--- GIVEN ENTRIES ---

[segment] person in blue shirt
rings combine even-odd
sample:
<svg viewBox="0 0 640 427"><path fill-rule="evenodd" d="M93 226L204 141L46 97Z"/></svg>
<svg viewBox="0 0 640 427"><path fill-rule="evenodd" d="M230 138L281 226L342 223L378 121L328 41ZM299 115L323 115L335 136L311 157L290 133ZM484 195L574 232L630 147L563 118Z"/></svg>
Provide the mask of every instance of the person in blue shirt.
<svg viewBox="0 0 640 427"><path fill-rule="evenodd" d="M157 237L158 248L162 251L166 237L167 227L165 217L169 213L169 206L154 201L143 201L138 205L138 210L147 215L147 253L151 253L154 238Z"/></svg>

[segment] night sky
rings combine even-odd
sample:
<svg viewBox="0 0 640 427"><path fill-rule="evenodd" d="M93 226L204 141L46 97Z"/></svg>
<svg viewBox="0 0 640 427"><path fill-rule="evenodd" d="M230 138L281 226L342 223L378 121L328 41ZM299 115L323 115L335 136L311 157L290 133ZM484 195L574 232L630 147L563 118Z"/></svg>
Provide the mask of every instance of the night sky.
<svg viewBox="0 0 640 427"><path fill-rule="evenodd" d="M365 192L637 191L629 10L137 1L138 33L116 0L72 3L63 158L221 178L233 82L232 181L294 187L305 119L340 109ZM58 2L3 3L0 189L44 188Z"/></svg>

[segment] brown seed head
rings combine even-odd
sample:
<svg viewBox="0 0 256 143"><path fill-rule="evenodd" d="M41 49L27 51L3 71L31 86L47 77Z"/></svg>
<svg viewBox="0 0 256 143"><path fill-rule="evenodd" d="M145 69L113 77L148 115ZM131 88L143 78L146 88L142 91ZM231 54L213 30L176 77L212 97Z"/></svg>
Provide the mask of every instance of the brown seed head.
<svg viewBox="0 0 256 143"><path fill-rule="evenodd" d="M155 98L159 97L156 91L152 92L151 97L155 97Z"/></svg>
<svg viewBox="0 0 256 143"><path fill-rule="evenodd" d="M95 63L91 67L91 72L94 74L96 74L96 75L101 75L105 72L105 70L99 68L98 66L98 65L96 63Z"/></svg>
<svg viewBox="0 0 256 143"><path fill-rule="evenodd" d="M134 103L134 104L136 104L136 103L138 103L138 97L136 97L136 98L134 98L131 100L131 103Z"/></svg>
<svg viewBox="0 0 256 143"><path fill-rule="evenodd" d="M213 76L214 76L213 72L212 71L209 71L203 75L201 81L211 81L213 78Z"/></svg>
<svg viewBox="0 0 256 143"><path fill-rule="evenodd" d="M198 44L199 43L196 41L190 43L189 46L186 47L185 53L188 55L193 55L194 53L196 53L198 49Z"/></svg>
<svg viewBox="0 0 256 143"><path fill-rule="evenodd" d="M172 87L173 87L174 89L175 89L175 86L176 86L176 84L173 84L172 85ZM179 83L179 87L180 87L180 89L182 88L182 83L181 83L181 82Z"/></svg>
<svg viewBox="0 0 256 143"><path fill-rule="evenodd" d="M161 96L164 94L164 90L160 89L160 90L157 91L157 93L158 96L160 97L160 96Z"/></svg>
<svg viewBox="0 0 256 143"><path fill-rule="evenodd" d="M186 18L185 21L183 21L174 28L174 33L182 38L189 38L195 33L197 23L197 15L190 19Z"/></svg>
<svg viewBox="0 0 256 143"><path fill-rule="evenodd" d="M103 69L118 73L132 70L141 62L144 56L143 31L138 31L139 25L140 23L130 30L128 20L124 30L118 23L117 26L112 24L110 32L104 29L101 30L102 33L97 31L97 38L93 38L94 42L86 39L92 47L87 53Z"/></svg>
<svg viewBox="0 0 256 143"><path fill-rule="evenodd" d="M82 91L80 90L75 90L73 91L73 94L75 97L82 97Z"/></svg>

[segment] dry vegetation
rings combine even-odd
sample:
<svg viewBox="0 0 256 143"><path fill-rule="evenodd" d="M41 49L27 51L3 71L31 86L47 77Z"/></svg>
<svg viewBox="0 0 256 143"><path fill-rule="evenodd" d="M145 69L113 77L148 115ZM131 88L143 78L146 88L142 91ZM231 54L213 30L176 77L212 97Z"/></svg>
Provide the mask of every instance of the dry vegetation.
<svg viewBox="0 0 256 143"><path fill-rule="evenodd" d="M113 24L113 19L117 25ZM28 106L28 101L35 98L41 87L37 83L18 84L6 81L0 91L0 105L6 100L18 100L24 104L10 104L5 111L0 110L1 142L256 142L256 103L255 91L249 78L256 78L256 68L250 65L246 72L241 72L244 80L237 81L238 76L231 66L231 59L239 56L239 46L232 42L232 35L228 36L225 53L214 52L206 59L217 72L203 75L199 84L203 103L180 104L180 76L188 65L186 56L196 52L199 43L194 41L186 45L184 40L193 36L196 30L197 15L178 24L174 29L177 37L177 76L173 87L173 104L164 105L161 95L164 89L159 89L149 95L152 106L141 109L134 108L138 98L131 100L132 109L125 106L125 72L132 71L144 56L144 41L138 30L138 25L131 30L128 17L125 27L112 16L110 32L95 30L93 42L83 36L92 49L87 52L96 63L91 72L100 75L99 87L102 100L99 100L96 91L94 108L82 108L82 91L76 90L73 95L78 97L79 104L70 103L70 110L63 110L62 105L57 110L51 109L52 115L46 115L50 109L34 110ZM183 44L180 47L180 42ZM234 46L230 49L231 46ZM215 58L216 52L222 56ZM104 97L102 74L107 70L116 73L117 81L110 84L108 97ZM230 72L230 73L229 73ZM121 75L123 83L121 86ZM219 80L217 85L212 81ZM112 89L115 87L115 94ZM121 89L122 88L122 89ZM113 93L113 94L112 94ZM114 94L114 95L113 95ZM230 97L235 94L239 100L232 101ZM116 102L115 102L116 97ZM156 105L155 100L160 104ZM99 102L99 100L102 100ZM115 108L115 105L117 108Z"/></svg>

---

→ **YOUR INSTRUCTIONS**
Reproduce every line above without error.

→ **SOLUTION TO THE PROBLEM**
[segment] person in blue shirt
rings combine even-odd
sample:
<svg viewBox="0 0 640 427"><path fill-rule="evenodd" d="M93 226L204 141L46 97Z"/></svg>
<svg viewBox="0 0 640 427"><path fill-rule="evenodd" d="M230 138L281 226L342 223L378 121L328 41ZM299 115L323 115L335 136L311 157L290 133ZM484 195L574 232L630 147L563 118Z"/></svg>
Provide the mask of every instance of the person in blue shirt.
<svg viewBox="0 0 640 427"><path fill-rule="evenodd" d="M157 237L158 248L162 251L166 237L167 227L165 217L169 213L169 206L154 201L143 201L138 205L138 210L147 215L147 253L151 253L154 238Z"/></svg>

[segment] night sky
rings combine even-odd
sample:
<svg viewBox="0 0 640 427"><path fill-rule="evenodd" d="M93 226L204 141L46 97Z"/></svg>
<svg viewBox="0 0 640 427"><path fill-rule="evenodd" d="M230 138L281 226L342 223L378 121L328 41ZM299 115L323 115L335 136L311 157L290 133ZM484 195L574 232L630 147L563 118Z"/></svg>
Provide the mask of every instance of the night sky.
<svg viewBox="0 0 640 427"><path fill-rule="evenodd" d="M365 192L637 191L629 10L137 1L138 33L116 0L72 3L63 158L221 178L233 82L232 181L294 187L305 119L340 109ZM58 2L3 3L0 189L44 188Z"/></svg>

[segment] brown seed head
rings combine even-odd
sample:
<svg viewBox="0 0 256 143"><path fill-rule="evenodd" d="M41 49L27 51L3 71L31 86L47 77Z"/></svg>
<svg viewBox="0 0 256 143"><path fill-rule="evenodd" d="M145 69L113 77L148 115ZM131 88L143 78L146 88L142 91ZM231 54L213 30L176 77L212 97Z"/></svg>
Provide the mask of every instance of the brown seed head.
<svg viewBox="0 0 256 143"><path fill-rule="evenodd" d="M155 98L159 97L156 91L152 92L151 97L155 97Z"/></svg>
<svg viewBox="0 0 256 143"><path fill-rule="evenodd" d="M95 63L91 67L91 72L94 74L96 74L96 75L101 75L105 72L105 70L99 68L98 66L98 65L96 63Z"/></svg>
<svg viewBox="0 0 256 143"><path fill-rule="evenodd" d="M134 103L134 104L136 104L136 103L138 103L138 97L136 97L136 98L134 98L131 100L131 103Z"/></svg>
<svg viewBox="0 0 256 143"><path fill-rule="evenodd" d="M213 76L214 76L213 72L212 71L209 71L203 75L201 81L211 81L213 78Z"/></svg>
<svg viewBox="0 0 256 143"><path fill-rule="evenodd" d="M198 44L199 43L196 41L190 43L189 46L186 47L185 53L188 55L193 55L194 53L196 53L198 49Z"/></svg>
<svg viewBox="0 0 256 143"><path fill-rule="evenodd" d="M172 87L173 87L174 89L175 89L175 86L176 86L176 84L173 84L172 85ZM179 83L179 87L180 87L180 89L182 88L182 83L181 83L181 82Z"/></svg>
<svg viewBox="0 0 256 143"><path fill-rule="evenodd" d="M161 96L164 94L164 90L160 89L160 90L157 91L157 93L158 96L160 97L160 96Z"/></svg>
<svg viewBox="0 0 256 143"><path fill-rule="evenodd" d="M186 18L185 21L183 21L174 28L174 33L182 38L189 38L195 33L197 23L197 15L190 19Z"/></svg>
<svg viewBox="0 0 256 143"><path fill-rule="evenodd" d="M103 69L118 73L132 70L141 62L144 56L143 31L138 31L139 25L140 23L130 30L128 20L124 30L118 23L117 26L112 24L110 32L104 29L101 30L102 33L97 31L97 38L93 38L94 42L86 39L92 47L87 53Z"/></svg>
<svg viewBox="0 0 256 143"><path fill-rule="evenodd" d="M82 91L80 90L75 90L73 91L73 94L75 97L82 97Z"/></svg>

[segment] dry vegetation
rings combine even-odd
sample:
<svg viewBox="0 0 256 143"><path fill-rule="evenodd" d="M41 49L27 51L3 71L31 86L47 77Z"/></svg>
<svg viewBox="0 0 256 143"><path fill-rule="evenodd" d="M145 69L113 77L148 115ZM131 88L143 78L146 88L142 91ZM231 54L213 30L176 77L212 97Z"/></svg>
Provide the mask of every instance of the dry vegetation.
<svg viewBox="0 0 256 143"><path fill-rule="evenodd" d="M113 24L113 19L117 25ZM28 106L28 101L35 98L41 87L37 83L18 84L6 81L0 91L0 105L6 100L18 100L24 104L10 104L5 111L0 110L1 142L256 142L256 103L255 91L249 78L256 78L256 68L250 65L246 72L241 72L244 80L237 81L238 76L231 66L231 59L239 56L239 46L232 42L232 35L228 36L225 53L214 52L206 59L217 72L203 75L199 84L203 103L180 104L180 76L188 65L186 56L196 52L199 43L194 41L186 45L184 40L193 36L196 30L197 15L178 24L174 29L177 37L177 76L173 87L173 104L164 105L161 95L164 89L159 89L149 95L152 106L141 109L134 108L138 98L131 100L132 109L125 106L125 72L132 71L144 56L144 41L138 30L138 25L131 30L128 17L125 27L112 16L110 32L95 30L93 42L83 36L92 49L87 52L96 63L91 72L100 75L99 87L102 100L99 100L96 91L94 108L82 108L82 91L76 90L73 95L78 97L79 104L70 103L70 110L63 110L62 105L57 110L51 109L52 115L46 115L50 109L34 110ZM183 44L180 47L180 42ZM234 46L230 49L231 46ZM215 58L216 52L222 56ZM104 97L102 74L107 70L116 73L117 81L110 84L108 97ZM230 72L230 73L229 73ZM121 75L123 83L121 86ZM219 80L217 85L212 81ZM112 89L115 87L115 94ZM121 89L122 88L122 89ZM113 93L113 94L112 94ZM114 94L114 95L113 95ZM230 97L235 94L239 100L232 101ZM116 102L115 102L116 97ZM156 105L155 100L160 104ZM99 102L99 100L102 100ZM115 108L115 105L117 108Z"/></svg>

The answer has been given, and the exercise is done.